[[ SELECTED TEXT, beginning ]]

Te taiao can be a memory bank of our personal and cultural histories. Erina, would you like to share a formative memory from your childhood that you can trace your passion for environmental mātauranga and/or connection back to?
My three brothers and I spent a lot of our weekends gathering kai with our parents, and sometimes grandparents. Whether that was picking puha or watercress; or diving for mussels, kina, and pāua when we were old enough; picking mushrooms; picking pipi, or fishing for snapper, kahawai, gurnard or eels, or just simply helping in the garden. And now my own children have grown up doing all the same things except they have added hunting, whitebaiting and diving for crays into the mix. Being out in the environment we have an appreciation, connection, obligation, and responsibility of care. It is an inherent part of who we are as Māori who whakapapa to this place, Aotearoa.

[[ SELECTED TEXT, end ]]
[[ EXTRACTED INFORMATION, beginning ]]

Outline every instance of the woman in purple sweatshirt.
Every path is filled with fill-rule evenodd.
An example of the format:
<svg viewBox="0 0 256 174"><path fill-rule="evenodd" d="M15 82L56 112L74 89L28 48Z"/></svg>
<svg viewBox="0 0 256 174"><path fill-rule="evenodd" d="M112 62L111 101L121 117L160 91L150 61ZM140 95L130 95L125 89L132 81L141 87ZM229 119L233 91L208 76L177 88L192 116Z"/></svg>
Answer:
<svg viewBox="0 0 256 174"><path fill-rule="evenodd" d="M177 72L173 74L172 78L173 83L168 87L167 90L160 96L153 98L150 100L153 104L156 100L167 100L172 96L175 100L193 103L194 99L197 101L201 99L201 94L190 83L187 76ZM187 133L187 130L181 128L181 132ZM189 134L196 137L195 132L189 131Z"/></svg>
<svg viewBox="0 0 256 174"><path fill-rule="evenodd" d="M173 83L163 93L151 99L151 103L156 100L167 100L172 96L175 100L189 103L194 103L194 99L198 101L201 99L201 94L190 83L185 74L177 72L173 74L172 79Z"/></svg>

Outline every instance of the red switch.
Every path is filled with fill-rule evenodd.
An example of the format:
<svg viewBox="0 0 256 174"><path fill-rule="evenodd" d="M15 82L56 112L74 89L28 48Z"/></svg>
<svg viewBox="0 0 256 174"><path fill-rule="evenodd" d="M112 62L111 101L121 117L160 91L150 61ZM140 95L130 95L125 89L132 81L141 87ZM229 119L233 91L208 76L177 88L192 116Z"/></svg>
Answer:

[[ EXTRACTED INFORMATION, end ]]

**QUESTIONS ON THE MATERIAL:**
(a) In the interview on gathering kai above, what three activities have Erina's children added to the ones from Erina's own childhood?
(b) Extend the interview on gathering kai above, picking up after its final sentence.

**RESULTS FOR EACH TASK:**
(a) Hunting, whitebaiting and diving for crays.

(b)
One of your areas of expertise is lake and river restoration. What’s something remarkable to you about the freshwater systems of Aotearoa?
One of the things that concerns me about the freshwater systems in Aotearoa is the fact that 76 percent of indigenous freshwater fish species (39 of 51) are threatened with extinction or are at risk of becoming threatened (as per Stats NZ Extinction threat to indigenous freshwater species indicator). It just highlights that there’s so much work to be done. I think that we need to be innovative and proactive, looking for solutions and actions based on multiple knowledge systems.
I am heartened that there is a lot more investment going into protecting and restoring our freshwater systems and I hope this continues. I believe a lot of this dedicated focus, was initially driven by Iwi and Treaty Settlements, such as the Waikato River Settlement, where the main beneficiary of that Settlement was the Awa itself and the redress was used to set up a co-governance model/entity that has a focus on restoring and protecting the health and well-being of the Waikato River. Tooku awa koiora me oona pikonga he kura tangihia o te maataamuri — The river of life, each curve more beautiful than the last.
“Tooku awa koiora me oona pikonga he kura tangihia o te maataamuri — The river of life, each curve more beautiful than the last”Tāwhiao, the second Māori King (Ngaati Mahuta)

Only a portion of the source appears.